How to complete this task. Convert the lines below into a Markdown table with the columns "No." and "Line", numbering each row and omitting any blank lines.

Stored items.
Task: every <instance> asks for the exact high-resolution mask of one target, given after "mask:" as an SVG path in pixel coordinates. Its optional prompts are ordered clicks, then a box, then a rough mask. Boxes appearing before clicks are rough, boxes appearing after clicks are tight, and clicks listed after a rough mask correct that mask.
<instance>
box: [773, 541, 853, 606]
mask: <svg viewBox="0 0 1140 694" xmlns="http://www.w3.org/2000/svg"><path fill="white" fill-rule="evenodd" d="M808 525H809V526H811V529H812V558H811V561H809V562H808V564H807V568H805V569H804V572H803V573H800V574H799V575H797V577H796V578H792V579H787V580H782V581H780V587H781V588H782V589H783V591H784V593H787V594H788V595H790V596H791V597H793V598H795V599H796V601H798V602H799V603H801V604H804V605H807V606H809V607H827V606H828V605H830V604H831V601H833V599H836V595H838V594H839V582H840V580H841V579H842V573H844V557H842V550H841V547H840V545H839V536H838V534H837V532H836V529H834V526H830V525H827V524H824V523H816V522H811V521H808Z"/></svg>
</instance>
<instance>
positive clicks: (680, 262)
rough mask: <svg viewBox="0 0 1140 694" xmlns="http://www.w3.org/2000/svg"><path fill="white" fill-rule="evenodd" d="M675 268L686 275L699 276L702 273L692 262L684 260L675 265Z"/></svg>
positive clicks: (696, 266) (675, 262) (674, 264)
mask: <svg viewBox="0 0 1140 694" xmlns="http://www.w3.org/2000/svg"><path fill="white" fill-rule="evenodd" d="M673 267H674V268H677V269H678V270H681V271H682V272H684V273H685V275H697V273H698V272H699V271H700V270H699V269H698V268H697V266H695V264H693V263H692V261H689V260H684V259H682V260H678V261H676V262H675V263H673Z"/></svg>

Task response.
| No. | Line |
|---|---|
| 1 | Task: every <instance> asks for the exact high-resolution mask of one target, given after "mask:" as an SVG path in pixel coordinates. Its optional prompts are ordered clicks, then a box, then a rough mask. Boxes appearing before clicks are rough, boxes appearing after clicks are tight, and clicks listed after a rough mask correct that mask. |
| 2 | <instance> |
| 3 | box: [773, 541, 853, 606] |
| 4 | mask: <svg viewBox="0 0 1140 694" xmlns="http://www.w3.org/2000/svg"><path fill="white" fill-rule="evenodd" d="M808 525H809V526H811V529H812V558H811V561H809V562H808V564H807V568H805V569H804V572H803V573H800V574H799V575H797V577H796V578H792V579H787V580H782V581H780V587H781V588H782V589H783V591H784V593H787V594H788V595H790V596H791V597H793V598H795V599H796V601H798V602H799V603H801V604H804V605H807V606H809V607H827V606H828V605H830V604H831V601H833V599H836V595H838V594H839V582H840V580H841V579H842V573H844V557H842V550H841V547H840V545H839V536H838V534H837V532H836V529H834V526H830V525H827V524H824V523H816V522H811V521H808Z"/></svg> |
| 5 | </instance> |
| 6 | <instance> |
| 7 | positive clicks: (680, 262) |
| 8 | rough mask: <svg viewBox="0 0 1140 694" xmlns="http://www.w3.org/2000/svg"><path fill="white" fill-rule="evenodd" d="M675 268L686 275L699 276L702 273L692 262L684 260L675 265Z"/></svg> |
| 9 | positive clicks: (696, 266) (675, 262) (674, 264) |
| 10 | mask: <svg viewBox="0 0 1140 694" xmlns="http://www.w3.org/2000/svg"><path fill="white" fill-rule="evenodd" d="M673 267H674V268H677V269H678V270H681V271H682V272H684V273H685V275H697V273H698V272H699V271H700V270H699V269H698V268H697V266H695V264H693V263H692V261H689V260H684V259H682V260H678V261H676V262H675V263H673Z"/></svg> |